::: Extracted information

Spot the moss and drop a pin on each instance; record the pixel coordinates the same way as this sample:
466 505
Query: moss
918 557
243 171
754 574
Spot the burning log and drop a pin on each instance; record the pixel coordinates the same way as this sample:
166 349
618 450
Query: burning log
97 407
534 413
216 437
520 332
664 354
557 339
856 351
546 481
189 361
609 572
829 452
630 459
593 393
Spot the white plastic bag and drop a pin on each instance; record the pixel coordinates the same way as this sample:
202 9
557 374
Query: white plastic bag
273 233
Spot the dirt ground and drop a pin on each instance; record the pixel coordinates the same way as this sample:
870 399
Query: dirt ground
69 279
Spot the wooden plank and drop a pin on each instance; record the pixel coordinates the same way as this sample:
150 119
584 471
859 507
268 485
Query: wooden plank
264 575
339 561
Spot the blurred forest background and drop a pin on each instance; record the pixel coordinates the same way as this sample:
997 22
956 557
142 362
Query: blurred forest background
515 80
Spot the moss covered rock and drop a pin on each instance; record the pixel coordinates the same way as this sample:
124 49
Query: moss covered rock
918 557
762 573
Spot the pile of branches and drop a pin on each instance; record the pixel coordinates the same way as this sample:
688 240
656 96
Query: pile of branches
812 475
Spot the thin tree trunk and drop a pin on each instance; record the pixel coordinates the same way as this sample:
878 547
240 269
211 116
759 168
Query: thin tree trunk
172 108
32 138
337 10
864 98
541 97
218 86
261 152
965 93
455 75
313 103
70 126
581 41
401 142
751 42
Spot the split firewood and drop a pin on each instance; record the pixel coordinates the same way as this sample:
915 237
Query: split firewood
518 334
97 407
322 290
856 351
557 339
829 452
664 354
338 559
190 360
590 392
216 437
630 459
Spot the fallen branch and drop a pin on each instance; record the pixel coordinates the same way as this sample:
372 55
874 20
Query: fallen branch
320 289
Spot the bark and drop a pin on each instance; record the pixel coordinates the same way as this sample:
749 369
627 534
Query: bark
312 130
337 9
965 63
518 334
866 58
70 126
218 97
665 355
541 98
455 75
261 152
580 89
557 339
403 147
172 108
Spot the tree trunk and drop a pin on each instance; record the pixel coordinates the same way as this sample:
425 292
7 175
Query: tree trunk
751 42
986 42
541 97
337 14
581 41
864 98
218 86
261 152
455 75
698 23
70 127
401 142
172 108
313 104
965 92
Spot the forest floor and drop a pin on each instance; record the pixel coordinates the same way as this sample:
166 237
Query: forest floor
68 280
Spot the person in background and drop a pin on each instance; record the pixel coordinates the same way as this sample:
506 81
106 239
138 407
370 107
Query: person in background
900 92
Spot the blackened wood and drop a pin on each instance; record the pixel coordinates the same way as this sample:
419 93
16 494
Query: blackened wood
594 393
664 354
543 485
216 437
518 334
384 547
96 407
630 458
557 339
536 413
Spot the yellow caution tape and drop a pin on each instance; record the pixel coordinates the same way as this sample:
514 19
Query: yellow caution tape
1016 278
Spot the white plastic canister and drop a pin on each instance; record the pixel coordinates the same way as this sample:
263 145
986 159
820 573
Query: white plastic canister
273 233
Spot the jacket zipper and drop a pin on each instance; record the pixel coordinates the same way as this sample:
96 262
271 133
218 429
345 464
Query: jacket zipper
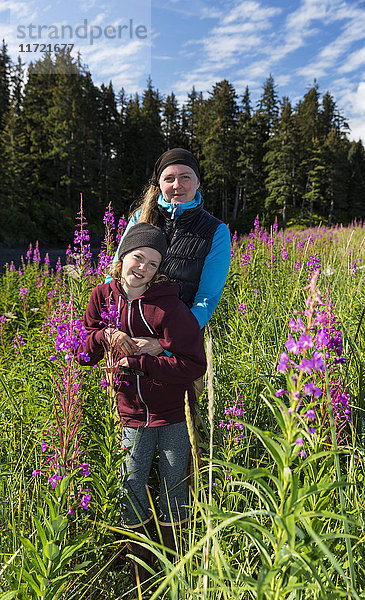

::::::

-- Given request --
Reproduce all of the material above line for line without any changes, leaving out the pictures.

-- Completed exercise --
Spot the moss and drop a pin on each instance; record the pixel coordinates the same way as this sample:
466 505
Query: moss
918 557
243 171
754 574
Spot the burning log and drop a pin on each instance; record the pixel coordinates the same way as this sample:
166 349
618 450
Query: burning log
97 407
534 413
216 437
520 332
664 354
557 339
856 351
546 481
189 361
609 572
829 452
630 459
593 393
Spot the white plastic bag and drop a pin on each instance; record the pixel coordinates the same way as this sample:
202 9
557 374
Query: white plastic bag
273 233
Spot the dirt ground and drop a pin on each instance; record the pixel coordinates the same way as this sample:
870 399
Query: dirt ground
69 279
Spot the wooden plank and drop a pin on each instance; record the pixel coordinates the same way as this sample:
150 119
584 471
859 507
268 485
Query: wooden plank
264 575
339 561
Spot the blurred forest background and drop a pin on each instance; record the pixel coordinates the same way as this sample:
997 22
956 557
142 362
Query: blurred forest background
515 80
Spot the moss covered rock and drop a pin on each instance; record the pixel coordinates the same way as this sample:
124 49
Query: moss covered rock
918 557
762 573
Spot the pile of branches and drop a pin on each instance; record the pixel coordinates the same way as this sample:
688 240
656 96
Query: pile of branches
812 475
Spot the thin tree trunk and drop a pin on each instance; record the pixel coordinates the same way as this sample:
878 547
240 269
211 116
759 168
Query: thin tree trunk
172 108
32 138
337 10
864 98
541 97
218 86
261 152
965 93
455 75
313 103
70 126
581 41
401 142
751 42
Spot the split firewood and drop a pin on each instance; record the pixel coordinates the same way as this sample:
915 237
Query: split firewood
518 334
97 407
322 290
856 351
557 339
829 452
664 354
338 559
190 360
590 392
216 437
630 459
Spot the fallen branch and drop a pin on each instance; record the pixel coordinates the same way as this sample:
372 55
874 20
Query: fallen branch
320 289
Spot the bark and drop a pin on each instance; record the pixel coordinates the same way as this sample:
749 369
627 534
Query: bark
312 130
337 9
965 63
518 334
866 58
70 126
218 97
665 355
541 98
455 75
261 152
580 89
557 339
403 147
172 108
Spot the tree trunk and drop a pin on each instance; record the pixel coordinates the same way as this sample:
425 292
7 175
Query: tree trunk
751 42
986 42
541 97
337 14
581 41
864 98
218 86
261 152
455 75
698 23
70 127
401 142
172 108
313 104
965 92
Spot the forest floor and drop a pin on each instance; record the pixel coordinates the same way as this sample:
166 237
Query: forest floor
68 280
Spot the person in background and drop a pin on each instance; record the pixel coordinates the same way as this sample:
506 81
106 239
138 407
370 107
Query: person in background
900 92
Spot the blackened wood and drop a pin on each instance; record the pixel coordinates the same way as this sample:
419 93
16 494
Query: blackened wood
594 393
664 354
543 485
216 437
518 334
384 547
96 407
630 458
557 339
536 413
Spot the yellow caution tape and drop a pin on each instance; record the pixel coordinates the same way as this sample:
514 19
Query: yellow caution tape
1016 278
Spot the white plastic canister and drop a pin on each instance; record the pixel coordinates the same way as this sample:
263 145
986 159
820 573
Query: white plastic canister
273 233
Spot the jacket zipper and drop a pin on each instance; record the pixel coordinates the same way as this sample:
96 262
271 133
218 429
345 464
Query: jacket zipper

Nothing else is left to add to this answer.